Task goal — Extract every line starting at the line that contains "the bicycle rear" and ending with the final line of the data, inclusive; give only those lines, word for word.

Source data —
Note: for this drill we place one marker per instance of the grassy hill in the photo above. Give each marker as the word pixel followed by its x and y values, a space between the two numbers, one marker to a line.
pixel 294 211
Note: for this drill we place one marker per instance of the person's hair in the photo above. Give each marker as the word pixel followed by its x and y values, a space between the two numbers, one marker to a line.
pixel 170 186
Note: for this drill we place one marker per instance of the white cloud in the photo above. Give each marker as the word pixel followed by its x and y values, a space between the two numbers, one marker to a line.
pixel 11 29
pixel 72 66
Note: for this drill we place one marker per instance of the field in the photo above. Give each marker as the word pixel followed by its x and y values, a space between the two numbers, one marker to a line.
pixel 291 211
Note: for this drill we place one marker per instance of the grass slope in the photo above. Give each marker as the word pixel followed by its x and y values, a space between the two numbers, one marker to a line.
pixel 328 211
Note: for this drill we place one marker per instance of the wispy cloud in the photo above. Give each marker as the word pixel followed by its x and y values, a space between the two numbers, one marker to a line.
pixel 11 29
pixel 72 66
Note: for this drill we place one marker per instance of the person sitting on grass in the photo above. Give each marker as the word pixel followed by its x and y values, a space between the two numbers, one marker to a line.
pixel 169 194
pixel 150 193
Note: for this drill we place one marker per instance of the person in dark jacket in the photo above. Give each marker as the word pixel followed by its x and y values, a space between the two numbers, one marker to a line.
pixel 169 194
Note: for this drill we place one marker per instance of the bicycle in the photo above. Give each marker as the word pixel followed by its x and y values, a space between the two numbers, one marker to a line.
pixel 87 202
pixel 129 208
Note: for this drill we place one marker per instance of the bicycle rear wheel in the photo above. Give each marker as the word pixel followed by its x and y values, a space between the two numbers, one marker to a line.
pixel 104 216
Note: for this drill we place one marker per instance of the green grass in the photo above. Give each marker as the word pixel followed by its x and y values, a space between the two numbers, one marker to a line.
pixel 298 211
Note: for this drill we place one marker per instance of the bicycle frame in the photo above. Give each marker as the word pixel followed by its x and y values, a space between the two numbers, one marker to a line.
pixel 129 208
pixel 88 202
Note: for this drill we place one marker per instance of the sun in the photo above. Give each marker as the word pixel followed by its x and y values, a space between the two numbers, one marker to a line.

Complete answer —
Note: for this drill we place one marker per instance of the bicycle rear wheel in the photo above. Give each marker as the word pixel followed by its x and y values, a space between the two numbers, one marker to a line.
pixel 104 216
Note: for this drill we place one marker per instance of the green grass in the photo above. Give each marker as the word pixel followed by its x and y values, a space between the two numbers, one marker to a line.
pixel 298 211
Note: for this drill we place one marker per instance of the bicycle frame in the photo above. Give each marker as the word pixel followed by its x and y values, a space between the two numbers, one marker to a line.
pixel 129 208
pixel 88 202
Note: for this drill we place one marker per instance of the sun in the photo above. Give each marker as the word pixel followed by its x and y values, a space between the two numbers, one marker to a line.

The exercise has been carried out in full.